• WORK REQUIRED:
Convert the lines of the items below into a numbered list, skipping blank lines and leaving out the picture lines.
◆ ◆ ◆
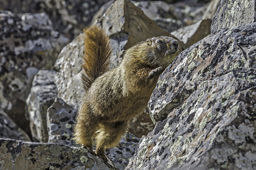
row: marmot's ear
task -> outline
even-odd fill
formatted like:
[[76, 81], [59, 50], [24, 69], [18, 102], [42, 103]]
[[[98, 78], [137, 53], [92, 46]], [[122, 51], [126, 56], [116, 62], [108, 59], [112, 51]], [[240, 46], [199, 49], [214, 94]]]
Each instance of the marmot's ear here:
[[151, 46], [152, 45], [152, 40], [150, 39], [148, 39], [147, 40], [147, 44], [148, 46]]

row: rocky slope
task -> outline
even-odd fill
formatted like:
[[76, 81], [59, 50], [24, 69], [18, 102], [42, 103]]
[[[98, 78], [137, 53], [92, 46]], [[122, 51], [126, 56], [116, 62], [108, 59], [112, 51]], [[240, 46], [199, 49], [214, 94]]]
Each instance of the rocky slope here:
[[[0, 138], [12, 139], [0, 169], [255, 169], [254, 1], [164, 1], [0, 2]], [[183, 48], [107, 163], [72, 141], [91, 22], [110, 37], [110, 69], [147, 38]]]

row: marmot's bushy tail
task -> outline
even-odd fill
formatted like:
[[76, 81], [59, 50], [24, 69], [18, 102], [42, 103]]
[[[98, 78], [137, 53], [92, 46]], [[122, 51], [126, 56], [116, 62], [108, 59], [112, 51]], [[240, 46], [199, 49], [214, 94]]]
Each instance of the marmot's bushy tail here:
[[82, 66], [85, 73], [82, 78], [86, 91], [94, 80], [106, 71], [112, 50], [109, 37], [96, 26], [84, 29], [84, 63]]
◆ ◆ ◆
• SOLUTION FOR THIS TASK:
1. row: marmot's ear
2. task -> outline
3. even-odd fill
4. formatted like:
5. [[76, 81], [59, 50], [24, 69], [18, 102], [42, 103]]
6. [[[98, 78], [137, 53], [92, 46]], [[122, 51], [126, 56], [116, 62], [108, 59], [112, 51]], [[240, 46], [199, 49], [214, 94]]]
7. Each instance of the marmot's ear here:
8. [[151, 46], [152, 45], [152, 40], [150, 39], [148, 39], [147, 40], [147, 44], [148, 46]]
9. row: rocky slope
10. task -> outline
11. even-odd fill
12. formatted like:
13. [[76, 81], [59, 50], [24, 69], [18, 102], [42, 103]]
14. [[[98, 78], [137, 53], [92, 46]], [[122, 51], [126, 56], [116, 62], [108, 59], [112, 51]], [[240, 46], [199, 49], [214, 94]]]
15. Each instance of the rocky slope here:
16. [[[0, 138], [12, 139], [0, 169], [255, 169], [254, 1], [164, 1], [0, 2]], [[183, 48], [107, 163], [72, 141], [91, 22], [110, 37], [110, 69], [147, 38]]]
17. row: marmot's bushy tail
18. task -> outline
19. even-odd fill
20. formatted like:
21. [[76, 81], [59, 50], [24, 69], [18, 102], [42, 103]]
22. [[[98, 78], [137, 53], [92, 46]], [[122, 51], [126, 56], [116, 62], [108, 59], [112, 51]], [[240, 46], [199, 49], [214, 94]]]
23. Each instance of the marmot's bushy tail here:
24. [[82, 66], [85, 73], [82, 78], [86, 91], [94, 80], [106, 71], [112, 50], [109, 37], [96, 26], [84, 29], [84, 63]]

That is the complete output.